*Work required*
Extend the passage about fruit forests in Kyrgyzstan's Tien Shan mountains, starting right after its final sentence.

(Passage to read begins)

An epiphany came to Adrian Newton in the form of an afternoon tea. In 2009, the British forest conservation ecologist was surveying threatened fruit trees in the forests of the western Tien Shan mountains, in the Central Asian Republic of Kyrgyzstan, when local residents invited him into their tapestry-bedecked home in the heart of the woods to share a ceremonial meal.

"They sit you down and make you this lovely cup of tea, and then you're served a whole range of different jams and preserves, and all of these are local. They're all made from the forest and [are] absolutely delicious," says Newton, a professor at Bournemouth University in the United Kingdom. "That's when it really hit home to me what a fantastic cultural value these forests are. You do feel in a small way that you are in a land of plenty."

(Passage to read ends)
(Records shown begins)

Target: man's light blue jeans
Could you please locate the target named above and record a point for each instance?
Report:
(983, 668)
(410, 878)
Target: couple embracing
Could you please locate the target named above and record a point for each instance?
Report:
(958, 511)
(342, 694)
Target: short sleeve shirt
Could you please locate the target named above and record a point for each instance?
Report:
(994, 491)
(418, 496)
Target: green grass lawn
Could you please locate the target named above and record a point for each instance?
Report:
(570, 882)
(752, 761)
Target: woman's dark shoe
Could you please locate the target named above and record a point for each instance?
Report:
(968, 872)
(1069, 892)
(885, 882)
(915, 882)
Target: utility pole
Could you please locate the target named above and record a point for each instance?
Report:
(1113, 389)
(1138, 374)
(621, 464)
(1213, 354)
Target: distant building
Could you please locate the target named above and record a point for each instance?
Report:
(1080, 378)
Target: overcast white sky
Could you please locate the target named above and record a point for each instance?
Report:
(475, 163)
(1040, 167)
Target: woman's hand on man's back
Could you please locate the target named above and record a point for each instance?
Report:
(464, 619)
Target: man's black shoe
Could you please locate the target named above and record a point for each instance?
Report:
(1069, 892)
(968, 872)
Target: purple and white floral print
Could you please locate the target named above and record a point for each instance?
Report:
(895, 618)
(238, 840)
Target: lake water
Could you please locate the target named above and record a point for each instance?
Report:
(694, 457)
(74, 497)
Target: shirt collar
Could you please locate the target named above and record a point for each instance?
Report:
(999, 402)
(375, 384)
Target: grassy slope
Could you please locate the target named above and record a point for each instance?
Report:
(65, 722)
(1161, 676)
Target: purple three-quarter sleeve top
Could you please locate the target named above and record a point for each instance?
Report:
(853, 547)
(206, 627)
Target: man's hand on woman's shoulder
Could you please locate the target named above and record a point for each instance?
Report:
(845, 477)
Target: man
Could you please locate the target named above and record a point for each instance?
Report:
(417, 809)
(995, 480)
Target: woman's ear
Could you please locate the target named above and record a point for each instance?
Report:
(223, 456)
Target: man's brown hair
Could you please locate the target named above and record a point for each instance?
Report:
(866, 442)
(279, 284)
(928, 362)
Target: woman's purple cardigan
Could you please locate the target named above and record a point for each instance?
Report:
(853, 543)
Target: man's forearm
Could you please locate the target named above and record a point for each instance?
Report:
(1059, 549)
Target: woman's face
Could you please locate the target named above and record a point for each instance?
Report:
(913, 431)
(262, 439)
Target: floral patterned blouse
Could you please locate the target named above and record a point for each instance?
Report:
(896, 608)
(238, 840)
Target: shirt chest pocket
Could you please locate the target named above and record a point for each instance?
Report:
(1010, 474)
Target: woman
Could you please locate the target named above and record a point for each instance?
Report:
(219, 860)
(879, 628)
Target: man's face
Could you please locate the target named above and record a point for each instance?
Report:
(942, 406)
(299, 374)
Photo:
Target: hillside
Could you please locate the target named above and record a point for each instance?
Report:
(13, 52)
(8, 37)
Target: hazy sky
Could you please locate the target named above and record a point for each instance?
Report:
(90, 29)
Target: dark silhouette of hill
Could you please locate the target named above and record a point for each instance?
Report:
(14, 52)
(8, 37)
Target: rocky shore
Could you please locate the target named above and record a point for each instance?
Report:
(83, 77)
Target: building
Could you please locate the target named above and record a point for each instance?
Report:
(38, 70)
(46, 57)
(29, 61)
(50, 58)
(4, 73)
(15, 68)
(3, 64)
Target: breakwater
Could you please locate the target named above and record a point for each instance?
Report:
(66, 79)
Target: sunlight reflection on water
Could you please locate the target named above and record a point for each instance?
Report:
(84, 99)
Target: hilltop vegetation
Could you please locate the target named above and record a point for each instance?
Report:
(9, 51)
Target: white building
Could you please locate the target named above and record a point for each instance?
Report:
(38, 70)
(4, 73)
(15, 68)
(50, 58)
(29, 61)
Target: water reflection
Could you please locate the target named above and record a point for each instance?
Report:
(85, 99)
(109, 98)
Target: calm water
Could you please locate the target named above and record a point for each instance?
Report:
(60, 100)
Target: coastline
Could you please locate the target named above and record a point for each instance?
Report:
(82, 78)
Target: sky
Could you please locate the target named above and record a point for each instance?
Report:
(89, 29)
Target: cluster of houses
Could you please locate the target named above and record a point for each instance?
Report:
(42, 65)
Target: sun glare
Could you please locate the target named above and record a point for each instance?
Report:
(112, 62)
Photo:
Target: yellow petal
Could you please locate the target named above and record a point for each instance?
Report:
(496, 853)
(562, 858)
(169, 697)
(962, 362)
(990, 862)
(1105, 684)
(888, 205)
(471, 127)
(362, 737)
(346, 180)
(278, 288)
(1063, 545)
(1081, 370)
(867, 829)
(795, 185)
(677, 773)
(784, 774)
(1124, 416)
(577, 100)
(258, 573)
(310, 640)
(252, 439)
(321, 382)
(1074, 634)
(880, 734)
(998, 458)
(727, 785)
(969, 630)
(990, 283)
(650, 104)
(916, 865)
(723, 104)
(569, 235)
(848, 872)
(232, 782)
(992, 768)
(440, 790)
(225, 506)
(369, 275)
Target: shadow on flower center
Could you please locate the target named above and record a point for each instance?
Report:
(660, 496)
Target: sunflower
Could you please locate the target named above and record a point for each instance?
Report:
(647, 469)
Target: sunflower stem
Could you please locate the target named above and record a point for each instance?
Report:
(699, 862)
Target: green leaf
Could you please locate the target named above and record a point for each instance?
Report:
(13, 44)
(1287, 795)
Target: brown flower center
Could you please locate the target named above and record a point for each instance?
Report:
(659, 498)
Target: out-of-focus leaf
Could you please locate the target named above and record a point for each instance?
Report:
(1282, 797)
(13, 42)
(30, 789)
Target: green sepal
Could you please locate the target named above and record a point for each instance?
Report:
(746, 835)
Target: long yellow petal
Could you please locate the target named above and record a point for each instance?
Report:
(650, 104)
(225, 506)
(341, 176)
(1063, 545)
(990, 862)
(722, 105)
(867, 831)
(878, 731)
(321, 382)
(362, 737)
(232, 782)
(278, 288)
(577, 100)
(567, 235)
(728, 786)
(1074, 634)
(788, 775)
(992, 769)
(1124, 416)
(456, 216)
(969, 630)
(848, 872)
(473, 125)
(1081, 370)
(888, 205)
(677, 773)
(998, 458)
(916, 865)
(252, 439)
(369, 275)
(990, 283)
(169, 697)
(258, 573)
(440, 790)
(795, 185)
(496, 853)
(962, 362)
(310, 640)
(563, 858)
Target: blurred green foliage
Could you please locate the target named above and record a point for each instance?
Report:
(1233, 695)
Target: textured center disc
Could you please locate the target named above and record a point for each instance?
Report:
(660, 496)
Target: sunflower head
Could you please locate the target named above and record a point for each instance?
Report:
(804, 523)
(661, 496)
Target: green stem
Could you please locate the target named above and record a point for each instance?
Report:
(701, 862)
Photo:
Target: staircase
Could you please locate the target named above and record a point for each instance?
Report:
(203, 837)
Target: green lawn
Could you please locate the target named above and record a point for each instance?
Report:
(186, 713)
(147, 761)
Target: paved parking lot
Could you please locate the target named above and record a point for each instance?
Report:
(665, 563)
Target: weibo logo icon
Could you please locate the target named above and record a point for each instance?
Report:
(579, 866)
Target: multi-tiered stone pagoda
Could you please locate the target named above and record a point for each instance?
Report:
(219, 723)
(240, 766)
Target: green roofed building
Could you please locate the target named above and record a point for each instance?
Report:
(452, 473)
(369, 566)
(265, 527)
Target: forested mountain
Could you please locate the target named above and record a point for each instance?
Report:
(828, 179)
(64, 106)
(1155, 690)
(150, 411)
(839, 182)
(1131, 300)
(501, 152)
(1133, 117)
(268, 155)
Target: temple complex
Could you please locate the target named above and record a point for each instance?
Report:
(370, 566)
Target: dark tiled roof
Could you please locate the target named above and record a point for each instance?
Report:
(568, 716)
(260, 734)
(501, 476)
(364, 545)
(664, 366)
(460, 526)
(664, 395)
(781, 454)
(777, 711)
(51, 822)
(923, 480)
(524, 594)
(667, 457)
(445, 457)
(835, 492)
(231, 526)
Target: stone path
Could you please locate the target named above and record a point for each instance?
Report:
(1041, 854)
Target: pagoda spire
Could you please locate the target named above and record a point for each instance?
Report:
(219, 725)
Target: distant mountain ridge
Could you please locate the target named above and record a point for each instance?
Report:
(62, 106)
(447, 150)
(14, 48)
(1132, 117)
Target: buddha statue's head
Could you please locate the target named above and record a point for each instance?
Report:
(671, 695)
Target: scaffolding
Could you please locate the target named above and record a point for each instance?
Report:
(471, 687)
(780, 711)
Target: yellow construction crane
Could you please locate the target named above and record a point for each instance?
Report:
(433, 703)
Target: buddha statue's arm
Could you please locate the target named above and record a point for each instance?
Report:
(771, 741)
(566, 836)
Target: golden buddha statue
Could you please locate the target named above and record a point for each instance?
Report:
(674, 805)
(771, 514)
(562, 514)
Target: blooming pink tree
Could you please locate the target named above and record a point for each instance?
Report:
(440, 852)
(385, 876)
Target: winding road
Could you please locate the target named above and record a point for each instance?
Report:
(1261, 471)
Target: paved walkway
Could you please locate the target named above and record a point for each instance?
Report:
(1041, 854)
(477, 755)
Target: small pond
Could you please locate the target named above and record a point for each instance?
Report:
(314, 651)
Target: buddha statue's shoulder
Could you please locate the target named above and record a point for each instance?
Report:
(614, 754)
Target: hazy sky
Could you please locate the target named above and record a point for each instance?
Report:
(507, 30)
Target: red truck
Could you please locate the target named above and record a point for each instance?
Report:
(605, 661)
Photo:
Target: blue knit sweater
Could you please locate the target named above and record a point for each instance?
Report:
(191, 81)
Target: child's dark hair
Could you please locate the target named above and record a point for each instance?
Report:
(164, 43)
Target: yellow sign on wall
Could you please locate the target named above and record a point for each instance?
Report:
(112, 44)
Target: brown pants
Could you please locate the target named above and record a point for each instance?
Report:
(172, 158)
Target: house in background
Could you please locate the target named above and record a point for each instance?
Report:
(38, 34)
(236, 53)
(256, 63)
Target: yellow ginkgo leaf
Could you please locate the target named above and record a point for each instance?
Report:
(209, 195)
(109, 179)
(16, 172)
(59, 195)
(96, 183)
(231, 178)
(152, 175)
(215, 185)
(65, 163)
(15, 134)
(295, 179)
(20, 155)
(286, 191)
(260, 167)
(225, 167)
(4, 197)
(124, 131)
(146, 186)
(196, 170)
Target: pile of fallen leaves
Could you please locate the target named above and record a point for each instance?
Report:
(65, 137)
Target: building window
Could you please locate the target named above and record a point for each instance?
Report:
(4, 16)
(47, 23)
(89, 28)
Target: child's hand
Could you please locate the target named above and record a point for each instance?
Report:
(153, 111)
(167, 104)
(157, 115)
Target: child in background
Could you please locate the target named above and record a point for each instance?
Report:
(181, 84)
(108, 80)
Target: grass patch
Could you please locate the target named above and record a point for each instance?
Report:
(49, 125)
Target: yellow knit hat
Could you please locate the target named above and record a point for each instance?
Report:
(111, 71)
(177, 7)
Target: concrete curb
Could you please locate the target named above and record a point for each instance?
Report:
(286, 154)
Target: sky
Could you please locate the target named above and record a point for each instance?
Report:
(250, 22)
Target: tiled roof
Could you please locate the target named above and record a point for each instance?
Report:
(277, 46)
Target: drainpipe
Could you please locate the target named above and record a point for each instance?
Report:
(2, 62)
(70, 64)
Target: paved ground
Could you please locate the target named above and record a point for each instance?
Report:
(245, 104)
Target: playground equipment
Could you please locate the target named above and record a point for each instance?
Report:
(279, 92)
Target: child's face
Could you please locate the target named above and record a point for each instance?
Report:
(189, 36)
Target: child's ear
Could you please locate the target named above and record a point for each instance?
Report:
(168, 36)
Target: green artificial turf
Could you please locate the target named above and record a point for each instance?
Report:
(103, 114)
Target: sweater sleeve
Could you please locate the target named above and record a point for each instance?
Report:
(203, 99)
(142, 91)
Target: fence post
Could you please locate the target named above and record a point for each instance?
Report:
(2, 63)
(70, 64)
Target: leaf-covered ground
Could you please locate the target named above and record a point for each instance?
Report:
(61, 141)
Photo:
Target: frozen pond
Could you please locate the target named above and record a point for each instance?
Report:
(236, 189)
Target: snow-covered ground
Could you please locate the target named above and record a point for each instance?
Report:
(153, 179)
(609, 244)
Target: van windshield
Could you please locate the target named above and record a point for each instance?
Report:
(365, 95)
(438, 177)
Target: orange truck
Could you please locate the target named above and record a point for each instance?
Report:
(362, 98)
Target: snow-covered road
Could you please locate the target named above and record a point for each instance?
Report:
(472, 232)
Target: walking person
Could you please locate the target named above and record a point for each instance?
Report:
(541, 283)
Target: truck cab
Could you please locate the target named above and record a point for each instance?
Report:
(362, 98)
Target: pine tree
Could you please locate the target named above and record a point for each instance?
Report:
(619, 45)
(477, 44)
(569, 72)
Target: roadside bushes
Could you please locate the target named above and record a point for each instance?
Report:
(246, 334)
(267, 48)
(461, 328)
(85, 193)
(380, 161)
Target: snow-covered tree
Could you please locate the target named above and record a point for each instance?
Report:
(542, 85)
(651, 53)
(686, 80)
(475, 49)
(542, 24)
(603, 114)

(Records shown ends)

*Solved exercise*
The ancient woodlands of Kyrgyzstan—and of the four neighboring former Soviet republics of Kazakhstan, Tajikistan, Turkmenistan, and Uzbekistan—are home to more than 300 wild fruit and nut trees. They include walnut trees, eight to ten species of cherry, up to ten species of almond, four or five plum tree species, and four wild species of apple, according to a 2009 report co-authored by Newton, The Red List of Trees of Central Asia.

According to that same report, 44 species of trees and shrubs in the region are "critically endangered, endangered, or vulnerable." They've been menaced for decades by overgrazing, pests, diseases, timber—felling for fuel, and most recently, climate change.

One of these threatened species, Malus sieversii—a wild apple that Newton describes as "small but highly colored with a very nice sweet flavor"—is one of the key ancestors of all cultivated apples grown and eaten around the world. So rich and unique is this species, Newton says, that on one wild apple tree, "you can see more variation in apple form than you see in the entire cultivated apple crop in Britain. You can get variation in fruit size, shape, color, flavor, even within the tree, and certainly from tree to tree."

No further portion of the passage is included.